▶ [Text block]
_ _ _ _ _

EX-10.78 9 w24241exv10w78.htm EX-10.78 exv10w78
 

Exhibit 10.78
June 6, 2006
Mr. Scott A. Fry
6099 Arrington Drive
Fairfax Station, VA 22039
Re:   Addendum to Offer Letter
Dear Scott:
This letter constitutes an addendum to a letter, dated December 16, 2003, to you from Alion Science and Technology Corporation (“Alion” or the “Company”) which constituted our original offer of employment (the “Offer Letter”). This letter provides to you additional benefits in consideration for your continued service to the Company. This letter replaces and supersedes in its entirety the letter to you dated March 7, 2006.
     1. Benefits.
In addition to the benefits set forth in your Offer Letter, you will continue to be eligible to receive a company-leased automobile under our Auto Lease Policy. This is equivalent to a maximum of approximately $1,000 a month. You will also receive 24 personal days off (“PTO”) per year in addition to the current ten paid holidays. You are also eligible to receive other executive benefits under current Alion policies for:
    Tax Preparation Subsidy
 
    Physical Fitness Membership Subsidy
 
    Annual Health Physical Subsidy
All other Alion Core and Optional Employee Benefits remain the same. In addition, you and the Company agree to the following additional terms, with any reference to you to mean “Employee”:
     2. Severance. A. If, from the date of this letter until and including December 20, 2007, the Company terminates Employee’s employment without Cause (as defined below), the Company shall make a lump-sum severance payment to Employee equal to one year of Employee’s annual base salary as of the Termination Date

 


 

Mr. Scott A. Fry
June 6, 2006
Page 2
as defined in Section 4 below. There will be no further rights to any further compensation. In the event that Employee is terminated for Cause, Employee will not be entitled to any severance or other benefits upon termination other than those accrued benefits provided to employees pursuant to existing Company policies.

_ _ _ _ _

▶ [Data excerpt]
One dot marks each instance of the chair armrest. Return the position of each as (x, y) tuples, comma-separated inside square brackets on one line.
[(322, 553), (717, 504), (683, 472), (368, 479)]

_ _ _ _ _

▶ [Stated problem A]
Answer these questions from the offer letter addendum:
(i) On what date was the original offer letter written?
(ii) How many personal days off per year does the employee receive?
(iii) Through what date does the severance payment for termination without Cause apply?
▶ [Stated problem B]
Retype everything in the offer letter addendum from "EX-10.78 9 w24241exv10w78.htm" down to "1. Benefits.", changing nothing.
Rely only on the offer letter addendum, not the material.

▶ [Task output A]
(i) December 16, 2003
(ii) 24
(iii) December 20, 2007

▶ [Task output B]
EX-10.78 9 w24241exv10w78.htm EX-10.78 exv10w78
 

Exhibit 10.78
June 6, 2006
Mr. Scott A. Fry
6099 Arrington Drive
Fairfax Station, VA 22039
Re:   Addendum to Offer Letter
Dear Scott:
This letter constitutes an addendum to a letter, dated December 16, 2003, to you from Alion Science and Technology Corporation (“Alion” or the “Company”) which constituted our original offer of employment (the “Offer Letter”). This letter provides to you additional benefits in consideration for your continued service to the Company. This letter replaces and supersedes in its entirety the letter to you dated March 7, 2006.
     1. Benefits.